What to work on →
The result should be a verbatim copy of the whole listing.

• • •

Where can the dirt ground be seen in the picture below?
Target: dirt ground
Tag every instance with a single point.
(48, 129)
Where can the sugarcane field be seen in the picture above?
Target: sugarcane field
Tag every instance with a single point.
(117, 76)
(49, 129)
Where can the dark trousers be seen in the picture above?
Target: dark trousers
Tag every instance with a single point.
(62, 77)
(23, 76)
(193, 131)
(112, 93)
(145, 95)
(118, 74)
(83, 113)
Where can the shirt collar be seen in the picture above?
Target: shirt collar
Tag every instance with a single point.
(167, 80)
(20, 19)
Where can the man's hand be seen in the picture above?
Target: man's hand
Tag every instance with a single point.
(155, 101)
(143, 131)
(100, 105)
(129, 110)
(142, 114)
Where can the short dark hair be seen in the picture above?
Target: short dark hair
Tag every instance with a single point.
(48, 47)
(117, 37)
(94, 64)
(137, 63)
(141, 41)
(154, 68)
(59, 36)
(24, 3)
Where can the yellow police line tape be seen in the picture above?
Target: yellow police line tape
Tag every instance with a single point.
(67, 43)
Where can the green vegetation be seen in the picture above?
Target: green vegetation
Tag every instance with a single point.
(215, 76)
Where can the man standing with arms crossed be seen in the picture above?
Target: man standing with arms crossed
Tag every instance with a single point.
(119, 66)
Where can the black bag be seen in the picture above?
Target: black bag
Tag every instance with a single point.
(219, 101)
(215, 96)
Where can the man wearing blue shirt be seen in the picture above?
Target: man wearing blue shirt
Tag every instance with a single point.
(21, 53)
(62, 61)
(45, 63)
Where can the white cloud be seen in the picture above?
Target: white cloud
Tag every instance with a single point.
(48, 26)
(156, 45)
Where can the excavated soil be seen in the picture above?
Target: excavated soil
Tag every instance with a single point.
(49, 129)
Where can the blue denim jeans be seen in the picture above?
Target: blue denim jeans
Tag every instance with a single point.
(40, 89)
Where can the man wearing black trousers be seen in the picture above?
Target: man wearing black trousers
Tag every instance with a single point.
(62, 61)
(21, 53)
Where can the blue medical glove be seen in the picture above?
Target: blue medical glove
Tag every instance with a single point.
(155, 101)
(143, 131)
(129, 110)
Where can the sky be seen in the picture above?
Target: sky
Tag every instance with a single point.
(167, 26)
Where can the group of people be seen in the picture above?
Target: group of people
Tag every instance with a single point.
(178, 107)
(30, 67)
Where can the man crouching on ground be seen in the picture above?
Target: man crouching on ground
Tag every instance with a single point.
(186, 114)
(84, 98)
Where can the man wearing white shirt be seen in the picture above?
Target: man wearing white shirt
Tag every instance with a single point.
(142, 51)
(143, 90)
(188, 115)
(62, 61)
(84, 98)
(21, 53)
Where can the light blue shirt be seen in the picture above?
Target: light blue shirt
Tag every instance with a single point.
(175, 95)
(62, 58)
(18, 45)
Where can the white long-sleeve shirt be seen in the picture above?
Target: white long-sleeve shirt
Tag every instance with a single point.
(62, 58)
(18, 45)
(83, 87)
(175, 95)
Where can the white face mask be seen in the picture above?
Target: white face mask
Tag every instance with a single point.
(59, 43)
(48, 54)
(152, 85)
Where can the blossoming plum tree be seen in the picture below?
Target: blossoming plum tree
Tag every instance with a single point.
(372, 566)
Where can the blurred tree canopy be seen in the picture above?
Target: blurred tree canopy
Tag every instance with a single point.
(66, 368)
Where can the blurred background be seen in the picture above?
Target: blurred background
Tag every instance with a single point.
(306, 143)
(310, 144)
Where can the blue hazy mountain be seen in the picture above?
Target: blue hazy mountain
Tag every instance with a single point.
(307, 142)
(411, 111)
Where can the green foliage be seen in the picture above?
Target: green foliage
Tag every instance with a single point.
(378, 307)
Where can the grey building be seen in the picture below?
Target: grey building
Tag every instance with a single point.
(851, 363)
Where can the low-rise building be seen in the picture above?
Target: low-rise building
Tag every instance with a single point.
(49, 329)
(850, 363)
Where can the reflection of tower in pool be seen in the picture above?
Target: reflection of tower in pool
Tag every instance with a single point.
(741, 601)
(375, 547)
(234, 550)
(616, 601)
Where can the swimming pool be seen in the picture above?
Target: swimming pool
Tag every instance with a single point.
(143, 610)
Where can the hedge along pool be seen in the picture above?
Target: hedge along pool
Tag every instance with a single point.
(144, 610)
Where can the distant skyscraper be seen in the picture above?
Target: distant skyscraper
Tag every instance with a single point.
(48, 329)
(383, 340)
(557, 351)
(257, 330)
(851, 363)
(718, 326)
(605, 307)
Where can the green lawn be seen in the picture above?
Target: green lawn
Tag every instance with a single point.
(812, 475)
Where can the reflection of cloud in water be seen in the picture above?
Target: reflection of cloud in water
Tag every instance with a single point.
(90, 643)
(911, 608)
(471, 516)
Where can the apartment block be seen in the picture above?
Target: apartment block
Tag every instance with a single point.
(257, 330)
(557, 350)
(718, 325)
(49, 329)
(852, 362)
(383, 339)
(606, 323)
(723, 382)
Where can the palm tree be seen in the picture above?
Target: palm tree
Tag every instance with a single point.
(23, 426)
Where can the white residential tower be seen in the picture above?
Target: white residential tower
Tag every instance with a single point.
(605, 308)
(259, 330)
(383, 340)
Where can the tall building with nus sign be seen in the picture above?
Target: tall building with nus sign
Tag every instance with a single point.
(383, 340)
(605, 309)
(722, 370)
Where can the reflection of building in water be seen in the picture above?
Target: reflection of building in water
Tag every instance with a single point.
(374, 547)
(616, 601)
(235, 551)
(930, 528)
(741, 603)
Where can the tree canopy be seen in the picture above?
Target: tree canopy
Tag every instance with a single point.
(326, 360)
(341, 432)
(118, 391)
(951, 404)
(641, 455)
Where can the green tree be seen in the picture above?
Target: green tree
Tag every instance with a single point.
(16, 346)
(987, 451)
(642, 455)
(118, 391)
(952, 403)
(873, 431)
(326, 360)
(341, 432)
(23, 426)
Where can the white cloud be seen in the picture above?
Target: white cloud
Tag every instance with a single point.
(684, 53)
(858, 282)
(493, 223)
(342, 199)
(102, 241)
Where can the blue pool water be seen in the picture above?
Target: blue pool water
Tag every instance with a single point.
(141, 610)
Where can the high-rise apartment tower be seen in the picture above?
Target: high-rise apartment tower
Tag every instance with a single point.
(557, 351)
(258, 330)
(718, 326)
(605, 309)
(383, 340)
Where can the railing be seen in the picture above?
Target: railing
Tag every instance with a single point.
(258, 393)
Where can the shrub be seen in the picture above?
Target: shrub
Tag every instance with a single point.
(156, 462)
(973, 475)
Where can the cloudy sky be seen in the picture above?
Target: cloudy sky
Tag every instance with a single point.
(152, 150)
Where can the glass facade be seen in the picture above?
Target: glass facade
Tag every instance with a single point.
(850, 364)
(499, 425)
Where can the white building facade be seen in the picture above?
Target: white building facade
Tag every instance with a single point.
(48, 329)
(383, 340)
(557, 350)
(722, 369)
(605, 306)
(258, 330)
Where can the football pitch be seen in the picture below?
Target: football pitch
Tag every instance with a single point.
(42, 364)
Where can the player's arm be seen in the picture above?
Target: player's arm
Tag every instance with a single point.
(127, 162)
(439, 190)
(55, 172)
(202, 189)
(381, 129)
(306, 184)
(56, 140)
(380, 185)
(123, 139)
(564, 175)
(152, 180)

• • •

Problem solution →
Where can the dirt ground be seen in the picture below?
Target: dirt ground
Tag every instance with a single point.
(48, 129)
Where can the sugarcane field be seen in the picture above?
Target: sugarcane field
Tag every instance with a single point.
(117, 76)
(49, 129)
Where can the dark trousers be seen in the picture above?
Target: dark trousers
Tag every instance with a single point.
(62, 77)
(23, 76)
(193, 131)
(112, 93)
(145, 95)
(118, 74)
(83, 113)
Where can the shirt collar be seen in the picture above?
Target: shirt collar
Tag every instance with a single point.
(167, 80)
(20, 19)
Where can the man's hand be seen in the picture above?
Target: man's hand
Tag every instance with a single point.
(155, 101)
(143, 131)
(100, 105)
(129, 110)
(142, 114)
Where can the short dark hair be seen in the picture above?
Target: short dark hair
Tag every instance with a single point.
(48, 47)
(117, 37)
(94, 64)
(137, 63)
(141, 41)
(154, 68)
(59, 36)
(24, 3)
Where can the yellow police line tape be seen in the picture above?
Target: yellow police line tape
Tag every instance with a single point.
(67, 43)
Where can the green vegetation be seen in the picture above?
Target: green vegetation
Tag every instance with a single point.
(215, 76)
Where can the man standing with arms crossed be seen in the picture above?
Target: man standing with arms crossed
Tag every instance with a single point.
(119, 66)
Where can the black bag be seen in the picture above?
Target: black bag
Tag every instance with a single point.
(219, 101)
(215, 96)
Where can the man wearing blue shirt be seen in the picture above?
Target: man wearing blue shirt
Tag every instance with a single point.
(21, 53)
(62, 61)
(45, 63)
Where can the white cloud be seen in the picture above?
Target: white cloud
Tag every instance with a single point.
(48, 26)
(156, 45)
Where can the excavated soil be seen in the picture above?
Target: excavated soil
Tag every instance with a single point.
(49, 129)
Where can the blue denim jeans be seen in the picture above?
Target: blue denim jeans
Tag every instance with a single point.
(40, 89)
Where can the man wearing black trousers be seen in the picture above?
Target: man wearing black trousers
Tag every instance with a single point.
(62, 61)
(21, 53)
Where can the blue medical glove be seen in the picture above?
Target: blue medical glove
Tag every instance with a single point.
(155, 101)
(143, 131)
(129, 110)
Where can the sky be seen in the picture above?
Target: sky
Tag every instance with a single point.
(167, 26)
Where can the group of people be seen in the picture above?
Target: group of people
Tag every instance with a single point.
(178, 107)
(30, 67)
Where can the man crouching on ground be seen in the picture above?
Target: man crouching on ground
Tag every instance with a single point.
(186, 114)
(84, 98)
Where can the man wearing white shirt be seen in the picture above?
Target: man wearing white shirt
Tag every instance with a single point.
(142, 51)
(143, 90)
(188, 115)
(62, 61)
(84, 98)
(21, 53)
Where can the light blue shirt be seen in the picture above?
Target: light blue shirt
Tag every instance with a single point.
(175, 95)
(62, 58)
(18, 45)
Where can the white long-sleeve shirt be seen in the picture above?
Target: white long-sleeve shirt
Tag every instance with a single point.
(62, 58)
(18, 45)
(83, 87)
(175, 95)
Where can the white face mask be seen in the picture above?
Target: white face mask
Tag every instance with a single point.
(59, 43)
(48, 54)
(152, 85)
Where can the blossoming plum tree be seen in the picture below?
Target: blossoming plum tree
Tag every instance with a single point.
(372, 566)
Where can the blurred tree canopy be seen in the picture above?
Target: blurred tree canopy
Tag every instance with a single point.
(66, 368)
Where can the blurred background be seen in the picture above?
Target: blurred background
Tag every instance with a single point.
(306, 143)
(310, 144)
Where can the blue hazy mountain be seen in the picture above?
Target: blue hazy mountain
Tag every instance with a single point.
(307, 142)
(411, 111)
Where can the green foliage be seen in the picture above?
Target: green foliage
Tag every instance with a single point.
(378, 307)
Where can the grey building be seen in the picture below?
Target: grey building
Tag every instance with a single point.
(851, 363)
Where can the low-rise building be seen in the picture above?
Target: low-rise building
Tag every instance with a single point.
(49, 329)
(850, 363)
Where can the reflection of tower in pool be seen in the picture above?
Target: reflection of tower in pool
Tag every instance with a single point.
(741, 601)
(375, 547)
(234, 550)
(616, 601)
Where can the swimming pool be seen in the picture above?
Target: swimming pool
Tag every instance with a single point.
(143, 610)
Where can the hedge along pool be seen in the picture above?
Target: hedge along pool
Tag every instance with a single point.
(144, 610)
Where can the distant skyscraper be seen in the picture above?
Target: distant skyscraper
Tag every instance with a single point.
(48, 329)
(383, 340)
(557, 351)
(257, 330)
(851, 363)
(718, 326)
(605, 307)
Where can the green lawn be seen in the picture above?
Target: green lawn
Tag every instance with a single point.
(812, 475)
Where can the reflection of cloud in water be seen in the picture above?
Target: reflection of cloud in water
Tag every instance with a single point.
(90, 643)
(911, 608)
(471, 516)
Where can the apartment block be seen in the picture above?
Target: apartment block
Tag every instance with a single point.
(257, 330)
(557, 350)
(718, 325)
(49, 329)
(852, 362)
(383, 339)
(606, 323)
(723, 382)
Where can the palm tree be seen in the picture above?
Target: palm tree
Tag every instance with a single point.
(23, 426)
Where can the white residential tower be seen in the picture above?
Target: white residential tower
Tag every instance with a single point.
(605, 308)
(259, 330)
(383, 340)
Where can the tall building with nus sign be seen in the picture above?
Target: tall building with nus sign
Tag every instance with a single point.
(383, 340)
(605, 309)
(722, 370)
Where can the reflection of building in water be seen in the picture above?
Target: reflection of building in water
Tag every instance with a single point.
(374, 547)
(616, 601)
(235, 551)
(930, 528)
(741, 603)
Where can the tree canopy be seen in the picture above?
Target: tree canopy
Tag every instance with a single point.
(326, 360)
(341, 432)
(118, 391)
(951, 404)
(641, 455)
Where can the green tree be seen in the picture above?
Target: green tree
Tag every instance with a single point.
(16, 346)
(987, 451)
(642, 455)
(118, 391)
(952, 403)
(873, 431)
(326, 360)
(341, 432)
(23, 426)
Where can the white cloud be seen in the picture above?
Target: white cloud
Tag every instance with a single point.
(684, 53)
(858, 282)
(493, 223)
(342, 199)
(102, 241)
Where can the blue pool water be seen in the picture above?
Target: blue pool water
Tag every instance with a single point.
(141, 610)
Where can the high-rise apartment tower be seen in the picture above?
Target: high-rise apartment tower
Tag every instance with a single point.
(557, 351)
(258, 330)
(718, 326)
(605, 309)
(383, 340)
Where can the railing be seen in the picture above?
Target: railing
Tag every instance with a single point.
(258, 393)
Where can the shrub be seen in the picture above?
Target: shrub
Tag every instance with a single point.
(156, 462)
(973, 475)
Where can the cloudy sky be seen in the picture above?
Target: cloudy sky
Tag every instance with a single point.
(152, 150)
Where can the glass facade be seen in the picture above?
Target: glass facade
Tag every instance with a single point.
(850, 364)
(499, 425)
Where can the white building facade be seen in the picture above?
Target: white building facade
Tag every instance with a single point.
(48, 329)
(383, 340)
(557, 350)
(722, 369)
(605, 306)
(258, 330)
Where can the football pitch be seen in the picture below?
Target: football pitch
Tag every instance with a single point.
(42, 364)
Where can the player's arm be seen in the picture above?
Target: player's arm
Tag every instance with a single point.
(127, 162)
(439, 190)
(55, 172)
(202, 189)
(381, 129)
(306, 184)
(56, 140)
(380, 185)
(123, 139)
(564, 175)
(152, 180)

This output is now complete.